* **Records shown**
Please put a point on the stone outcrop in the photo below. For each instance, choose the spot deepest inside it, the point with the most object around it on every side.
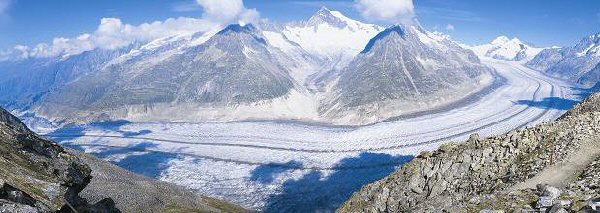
(482, 174)
(37, 175)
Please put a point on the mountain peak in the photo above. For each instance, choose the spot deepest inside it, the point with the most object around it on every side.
(323, 10)
(237, 28)
(391, 30)
(324, 15)
(247, 29)
(501, 40)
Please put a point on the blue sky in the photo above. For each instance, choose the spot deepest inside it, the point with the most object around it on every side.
(538, 22)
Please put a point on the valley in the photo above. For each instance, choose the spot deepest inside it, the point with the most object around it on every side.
(267, 165)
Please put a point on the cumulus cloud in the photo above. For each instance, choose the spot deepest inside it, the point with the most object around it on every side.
(113, 33)
(227, 11)
(394, 11)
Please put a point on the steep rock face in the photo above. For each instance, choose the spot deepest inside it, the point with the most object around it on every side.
(578, 63)
(402, 69)
(234, 67)
(38, 175)
(503, 48)
(483, 173)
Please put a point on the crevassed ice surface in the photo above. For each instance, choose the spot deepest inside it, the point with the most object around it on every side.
(287, 166)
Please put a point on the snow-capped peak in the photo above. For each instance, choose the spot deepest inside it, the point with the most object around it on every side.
(332, 36)
(504, 48)
(500, 40)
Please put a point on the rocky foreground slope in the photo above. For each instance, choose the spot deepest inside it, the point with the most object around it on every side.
(37, 175)
(552, 167)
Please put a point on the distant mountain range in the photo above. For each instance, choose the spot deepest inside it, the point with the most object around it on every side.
(503, 48)
(400, 70)
(579, 63)
(328, 68)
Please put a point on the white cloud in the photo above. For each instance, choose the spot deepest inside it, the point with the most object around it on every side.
(227, 11)
(113, 33)
(395, 11)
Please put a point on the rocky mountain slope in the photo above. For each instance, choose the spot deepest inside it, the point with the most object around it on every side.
(507, 172)
(503, 48)
(234, 67)
(331, 36)
(25, 81)
(400, 70)
(579, 63)
(40, 176)
(297, 71)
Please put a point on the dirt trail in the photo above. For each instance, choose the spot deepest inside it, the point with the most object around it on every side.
(563, 173)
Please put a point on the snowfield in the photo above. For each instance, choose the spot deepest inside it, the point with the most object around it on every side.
(288, 166)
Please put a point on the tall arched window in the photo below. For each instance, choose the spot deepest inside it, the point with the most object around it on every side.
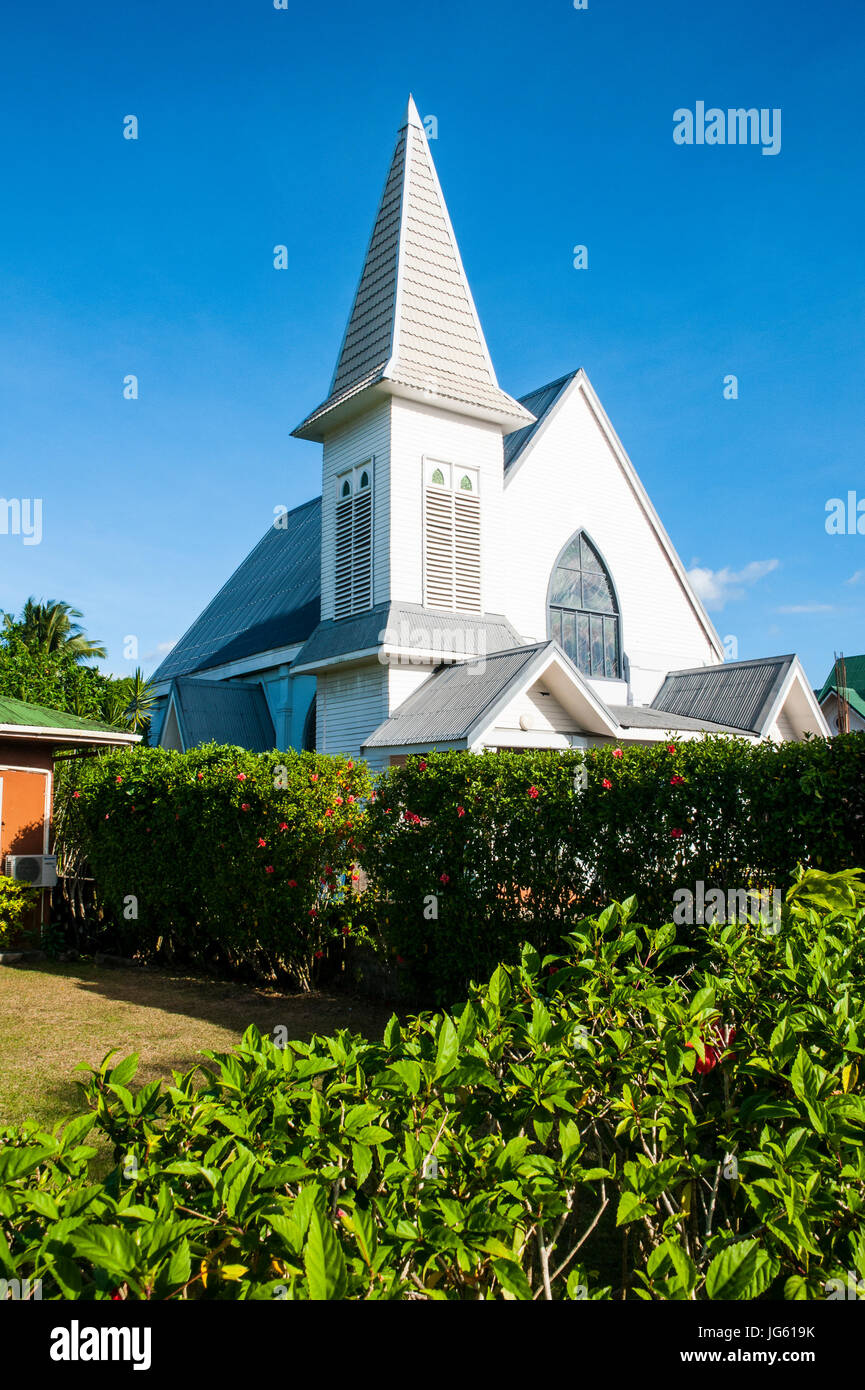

* **Exercise requirements**
Exactly as written above, print every line of the data but not its pictures.

* **Answer to the problem**
Please put a point on the stone outcrop in the photo below. For each instance, choose the spot deepest inside it, the point with the most object around it on every side.
(482, 174)
(37, 175)
Please put a point on the mountain peak in the photo above. For each instance, choose the spot deepest inside it, the point with the most object around it on every side.
(323, 10)
(237, 28)
(391, 30)
(324, 15)
(247, 29)
(501, 40)
Please put a point on the blue sky in the photo above. For each instance, choose the spot deepest inside it, the point with the most object around it on every side.
(538, 22)
Please put a point on the valley in the photo above. For each instance, choose the spot deepest inside it, the point with the most object around it on every side.
(267, 165)
Please put a point on the cumulus cloud in the photo above. For each instance, choose the spot deepest inside it, the point with the most object around it on every side.
(113, 33)
(227, 11)
(394, 11)
Please put a point on the steep rock face in the photo above. For each instance, choose the spot deepest inside it, the point with the most object around it on every side.
(578, 63)
(402, 69)
(234, 67)
(38, 175)
(503, 48)
(483, 173)
Please put a point on the crevassed ice surface in the photo above. For each instance, choose the spot deepest inside it, the point with the most object around it on every side.
(287, 166)
Please put a point on the snow-capped peak in the photo above. For each instance, choose the spot deepest inside it, the point with the most object around it on every side.
(332, 36)
(504, 48)
(500, 40)
Please put a point on the rocky foreground slope in the photo above. For each instance, choose the spot deepest inside it, the point with the most object around it on every side.
(37, 175)
(552, 167)
Please put a point on the distant mountain range in the photo above. For each instance, choose the spot deepest inside it, the point with the most object around it on every side.
(503, 48)
(400, 70)
(579, 63)
(328, 68)
Please put a point on the white cloud in the photo above. For each instance, choose the spot deepest inside it, the point with the most object around it on every side.
(227, 11)
(113, 33)
(395, 11)
Please put a point on the rocky mountain slope in the photo above. For each instance, choose the spot deepest inside it, the point with the most object around it on every side.
(507, 172)
(503, 48)
(234, 67)
(331, 36)
(25, 81)
(400, 70)
(579, 63)
(40, 176)
(297, 71)
Please put a point on the dirt trail in the photo above. For each instance, choose the spot deepest inside it, the point with the most object around it on every side.
(563, 173)
Please put a point on the snowfield in the photo above. For each instance, choose the spot deepest inside it, the point with the most object around it on every side.
(288, 166)
Please put a point on the tall arched window in the photo below. For each instance, choose the spot deepest inside it, the point with the most object around it on every side.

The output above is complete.